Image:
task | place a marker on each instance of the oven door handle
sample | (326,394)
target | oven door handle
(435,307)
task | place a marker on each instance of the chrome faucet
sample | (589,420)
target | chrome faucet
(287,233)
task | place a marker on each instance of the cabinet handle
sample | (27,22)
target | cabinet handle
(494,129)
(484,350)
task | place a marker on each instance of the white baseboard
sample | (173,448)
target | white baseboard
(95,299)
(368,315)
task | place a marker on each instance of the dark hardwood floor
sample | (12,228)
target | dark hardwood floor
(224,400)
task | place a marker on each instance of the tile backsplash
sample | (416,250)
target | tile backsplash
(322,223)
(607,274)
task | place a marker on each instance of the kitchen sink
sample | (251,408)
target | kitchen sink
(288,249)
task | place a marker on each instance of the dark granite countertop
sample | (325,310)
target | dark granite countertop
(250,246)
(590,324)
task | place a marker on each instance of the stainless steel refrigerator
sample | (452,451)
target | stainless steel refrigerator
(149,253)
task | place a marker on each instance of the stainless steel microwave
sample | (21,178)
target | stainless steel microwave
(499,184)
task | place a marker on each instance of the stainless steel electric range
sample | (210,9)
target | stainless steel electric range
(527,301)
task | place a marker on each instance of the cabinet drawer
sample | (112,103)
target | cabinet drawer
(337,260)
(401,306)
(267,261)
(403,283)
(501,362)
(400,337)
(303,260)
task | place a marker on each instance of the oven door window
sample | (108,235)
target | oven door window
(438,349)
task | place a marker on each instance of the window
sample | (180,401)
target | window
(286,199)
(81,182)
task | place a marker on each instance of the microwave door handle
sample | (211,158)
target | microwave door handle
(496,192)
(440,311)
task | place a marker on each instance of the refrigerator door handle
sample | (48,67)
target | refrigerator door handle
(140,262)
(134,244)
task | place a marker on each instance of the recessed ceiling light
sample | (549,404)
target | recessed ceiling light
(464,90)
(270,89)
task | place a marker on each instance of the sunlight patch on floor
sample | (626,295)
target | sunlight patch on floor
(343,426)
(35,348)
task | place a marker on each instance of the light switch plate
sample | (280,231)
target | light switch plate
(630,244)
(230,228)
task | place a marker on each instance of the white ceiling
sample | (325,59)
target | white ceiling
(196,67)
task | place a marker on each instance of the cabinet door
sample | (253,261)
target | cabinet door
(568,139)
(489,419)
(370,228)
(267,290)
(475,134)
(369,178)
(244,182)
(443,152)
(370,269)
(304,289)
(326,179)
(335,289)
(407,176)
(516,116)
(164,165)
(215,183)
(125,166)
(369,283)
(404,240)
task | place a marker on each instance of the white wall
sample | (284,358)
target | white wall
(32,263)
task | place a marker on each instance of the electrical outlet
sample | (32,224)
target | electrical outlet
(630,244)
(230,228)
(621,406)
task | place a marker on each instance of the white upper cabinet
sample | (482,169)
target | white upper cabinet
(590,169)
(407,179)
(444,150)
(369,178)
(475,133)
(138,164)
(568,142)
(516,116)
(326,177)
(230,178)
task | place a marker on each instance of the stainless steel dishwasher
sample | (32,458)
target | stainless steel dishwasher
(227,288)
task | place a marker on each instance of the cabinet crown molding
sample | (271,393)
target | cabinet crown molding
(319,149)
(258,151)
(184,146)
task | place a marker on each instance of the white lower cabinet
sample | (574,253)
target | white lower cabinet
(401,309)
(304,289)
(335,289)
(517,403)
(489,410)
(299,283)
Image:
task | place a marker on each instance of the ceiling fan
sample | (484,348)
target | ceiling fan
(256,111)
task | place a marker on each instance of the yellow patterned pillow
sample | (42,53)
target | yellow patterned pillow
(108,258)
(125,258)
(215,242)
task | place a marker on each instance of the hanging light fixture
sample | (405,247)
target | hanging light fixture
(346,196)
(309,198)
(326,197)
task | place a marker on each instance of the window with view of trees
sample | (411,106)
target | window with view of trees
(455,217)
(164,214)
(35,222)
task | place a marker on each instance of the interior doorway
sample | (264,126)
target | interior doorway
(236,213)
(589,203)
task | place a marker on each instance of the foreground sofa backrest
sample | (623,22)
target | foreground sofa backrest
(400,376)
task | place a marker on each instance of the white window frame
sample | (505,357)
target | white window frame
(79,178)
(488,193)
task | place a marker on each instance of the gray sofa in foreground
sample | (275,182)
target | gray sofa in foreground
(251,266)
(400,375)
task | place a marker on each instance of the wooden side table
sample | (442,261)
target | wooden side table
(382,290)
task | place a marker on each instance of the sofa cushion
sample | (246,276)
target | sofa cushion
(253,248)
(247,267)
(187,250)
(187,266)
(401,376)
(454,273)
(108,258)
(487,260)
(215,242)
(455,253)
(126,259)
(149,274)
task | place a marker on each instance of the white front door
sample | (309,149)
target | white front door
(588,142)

What you will do:
Rewrite the items above as a JSON list of strings, with one string per line and blank lines left out.

Full output:
[
  "Image:",
  "task | place a marker on each instance of the oven door handle",
  "sample | (326,394)",
  "target | oven door handle",
  "(435,307)",
  "task | place a marker on each instance of the chrome faucet",
  "sample | (589,420)",
  "target | chrome faucet",
  "(287,233)",
  "task | place a marker on each instance of the cabinet handle",
  "sample | (27,22)",
  "target | cabinet handle",
  "(494,129)",
  "(484,350)",
  "task | place a marker on each instance of the white baseboard",
  "sample | (173,448)",
  "target | white baseboard",
  "(95,299)",
  "(368,315)",
  "task | place a marker on each instance of the dark hardwood floor",
  "sample | (12,228)",
  "target | dark hardwood floor",
  "(224,400)",
  "task | place a marker on each instance of the tile backsplash",
  "sample | (416,250)",
  "target | tile backsplash",
  "(322,223)",
  "(607,274)",
  "task | place a marker on each instance of the kitchen sink",
  "sample | (251,408)",
  "target | kitchen sink",
  "(288,249)",
  "task | place a marker on each instance of the dark granite countertop",
  "sample | (325,310)",
  "target | dark granite countertop",
  "(250,246)",
  "(590,324)",
  "task | place a marker on each instance of the stainless steel refrigerator",
  "sample | (452,451)",
  "target | stainless steel refrigerator",
  "(149,253)",
  "task | place a marker on each instance of the stainless steel microwave",
  "sample | (21,178)",
  "target | stainless steel microwave",
  "(499,184)",
  "task | place a marker on each instance of the stainless steel electric range",
  "sample | (210,9)",
  "target | stainless steel electric range",
  "(527,301)",
  "task | place a marker on each instance of the cabinet drawer",
  "sample | (112,103)",
  "target | cabinet drawer",
  "(337,260)",
  "(401,306)",
  "(267,261)",
  "(403,283)",
  "(501,362)",
  "(400,337)",
  "(303,260)",
  "task | place a marker on each instance of the oven door window",
  "sample | (108,235)",
  "target | oven door window",
  "(438,349)",
  "task | place a marker on each instance of the window",
  "sample | (180,401)",
  "target | window",
  "(286,199)",
  "(81,182)",
  "task | place a marker on each instance of the microwave door handle",
  "sample | (211,158)",
  "target | microwave door handle",
  "(496,192)",
  "(440,311)",
  "task | place a marker on each instance of the refrigerator door handle",
  "sample | (48,67)",
  "target | refrigerator door handle",
  "(140,262)",
  "(134,244)",
  "task | place a marker on each instance of the recessed ceiling light",
  "sample | (549,404)",
  "target | recessed ceiling light",
  "(464,90)",
  "(270,89)",
  "task | place a marker on each instance of the sunlight patch on floor",
  "sample | (626,295)",
  "target | sunlight patch on floor",
  "(343,426)",
  "(35,348)",
  "task | place a marker on each instance of the light switch plate",
  "sample | (280,231)",
  "target | light switch plate",
  "(630,244)",
  "(230,228)",
  "task | place a marker on each instance of the white ceiling",
  "sample | (325,59)",
  "target | white ceiling",
  "(196,67)",
  "task | place a marker on each instance of the cabinet door",
  "sample | (253,261)",
  "target | cabinet door",
  "(568,139)",
  "(489,419)",
  "(370,228)",
  "(267,290)",
  "(475,134)",
  "(369,178)",
  "(244,182)",
  "(443,152)",
  "(370,269)",
  "(304,289)",
  "(326,179)",
  "(335,289)",
  "(407,176)",
  "(516,116)",
  "(164,165)",
  "(215,183)",
  "(125,166)",
  "(369,283)",
  "(404,240)",
  "task | place a marker on each instance of the white wall",
  "sample | (284,358)",
  "target | white wall",
  "(32,263)",
  "task | place a marker on each instance of the electrical outlet",
  "sample | (32,224)",
  "target | electrical outlet",
  "(630,244)",
  "(230,228)",
  "(621,406)",
  "task | place a marker on each instance of the white upper cabinet",
  "sample | (482,169)",
  "target | white upper cabinet",
  "(590,169)",
  "(407,179)",
  "(444,150)",
  "(369,178)",
  "(475,133)",
  "(138,164)",
  "(568,142)",
  "(516,116)",
  "(326,177)",
  "(230,178)",
  "task | place a marker on each instance of the stainless steel dishwasher",
  "sample | (32,458)",
  "target | stainless steel dishwasher",
  "(227,288)",
  "task | place a marker on each instance of the cabinet crown molding",
  "sample | (271,393)",
  "target | cabinet crown molding",
  "(319,149)",
  "(258,151)",
  "(184,146)",
  "task | place a marker on each instance of the white lower cabinet",
  "sample | (574,253)",
  "target | white lower cabinet",
  "(401,309)",
  "(304,289)",
  "(335,289)",
  "(517,403)",
  "(489,410)",
  "(299,283)",
  "Image:",
  "task | place a marker on each instance of the ceiling fan",
  "sample | (484,348)",
  "target | ceiling fan",
  "(256,111)",
  "task | place a marker on each instance of the yellow patterned pillow",
  "sample | (42,53)",
  "target | yellow patterned pillow",
  "(108,258)",
  "(125,258)",
  "(215,242)",
  "task | place a marker on each instance of the hanging light fixture",
  "sample | (405,247)",
  "target | hanging light fixture",
  "(346,196)",
  "(309,198)",
  "(326,197)",
  "task | place a marker on each instance of the window with view of trees",
  "sample | (411,106)",
  "target | window with view of trees",
  "(455,217)",
  "(164,214)",
  "(35,222)",
  "task | place a marker on each instance of the interior doorway",
  "sample | (264,126)",
  "target | interior doorway",
  "(236,213)",
  "(589,203)",
  "task | place a marker on each instance of the foreground sofa backrest",
  "sample | (623,22)",
  "target | foreground sofa backrest",
  "(400,376)",
  "task | place a marker on each instance of the white window frame",
  "sample | (505,357)",
  "target | white window frame",
  "(79,178)",
  "(488,193)",
  "task | place a marker on each instance of the gray sofa in foreground",
  "sample | (275,182)",
  "target | gray sofa in foreground",
  "(251,266)",
  "(400,375)",
  "task | place a marker on each instance of the wooden side table",
  "sample | (442,261)",
  "target | wooden side table",
  "(382,290)",
  "task | place a marker on each instance of the sofa cushion",
  "sample | (246,276)",
  "target | sofa cushion",
  "(253,248)",
  "(247,267)",
  "(187,250)",
  "(187,266)",
  "(401,376)",
  "(454,273)",
  "(108,258)",
  "(487,260)",
  "(215,242)",
  "(455,253)",
  "(126,259)",
  "(149,274)",
  "task | place a marker on each instance of the white front door",
  "sample | (309,149)",
  "target | white front door",
  "(588,142)"
]